## Problem statement
Reproduce the material verbatim, starting at the line containing "Where can the glass" and continuing through its final line. Include both the starting line and the last line, and leave out everything before the start.

Collected data entries:
▬▬▬▬▬▬▬▬▬▬

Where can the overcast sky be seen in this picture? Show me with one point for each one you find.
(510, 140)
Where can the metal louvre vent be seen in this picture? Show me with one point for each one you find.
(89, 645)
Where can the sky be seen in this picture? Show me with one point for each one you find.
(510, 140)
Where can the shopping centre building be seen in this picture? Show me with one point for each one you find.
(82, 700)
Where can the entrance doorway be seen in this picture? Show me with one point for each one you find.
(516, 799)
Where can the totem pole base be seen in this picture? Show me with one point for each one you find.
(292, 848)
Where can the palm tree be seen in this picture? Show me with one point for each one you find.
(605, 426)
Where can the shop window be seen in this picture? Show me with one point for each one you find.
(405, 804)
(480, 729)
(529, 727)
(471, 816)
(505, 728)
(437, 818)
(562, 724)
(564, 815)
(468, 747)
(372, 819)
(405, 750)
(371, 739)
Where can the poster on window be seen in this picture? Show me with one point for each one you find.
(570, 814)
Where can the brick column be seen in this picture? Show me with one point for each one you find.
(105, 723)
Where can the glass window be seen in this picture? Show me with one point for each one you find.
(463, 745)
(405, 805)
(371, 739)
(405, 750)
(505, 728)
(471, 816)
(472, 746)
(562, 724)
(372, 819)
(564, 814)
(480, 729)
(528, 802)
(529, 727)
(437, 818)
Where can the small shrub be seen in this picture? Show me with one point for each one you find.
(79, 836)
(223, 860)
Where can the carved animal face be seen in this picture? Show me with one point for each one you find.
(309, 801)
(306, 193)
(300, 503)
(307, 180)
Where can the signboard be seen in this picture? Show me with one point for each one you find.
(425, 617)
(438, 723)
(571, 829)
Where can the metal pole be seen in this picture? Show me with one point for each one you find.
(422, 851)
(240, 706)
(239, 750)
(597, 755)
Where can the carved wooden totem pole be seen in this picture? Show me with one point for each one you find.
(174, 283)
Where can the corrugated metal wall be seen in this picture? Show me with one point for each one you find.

▬▬▬▬▬▬▬▬▬▬

## The reply
Where can the glass window be seen in this picture? Show me with one point for each one you find.
(463, 745)
(405, 805)
(371, 739)
(405, 750)
(505, 728)
(471, 816)
(472, 746)
(562, 724)
(372, 819)
(564, 814)
(480, 729)
(528, 802)
(529, 727)
(437, 818)
Where can the small shrub be seen in this picture? Show me with one point for each one you find.
(79, 836)
(223, 860)
Where can the carved animal face be seen in this picture? Show me with one point for each one you find.
(309, 801)
(306, 193)
(300, 503)
(307, 180)
Where can the signboard be seen in this picture? Show me with one point for each one you find.
(425, 617)
(438, 723)
(571, 829)
Where can the metal pole be seen in this picture? Show me with one point for each one you find.
(422, 851)
(240, 706)
(239, 750)
(597, 755)
Where can the carved wooden totem pole be seen in this picture? Show me with one point for each one you find.
(174, 283)
Where can the corrugated metal wall be seen in this picture? Show me with one point for each one you find.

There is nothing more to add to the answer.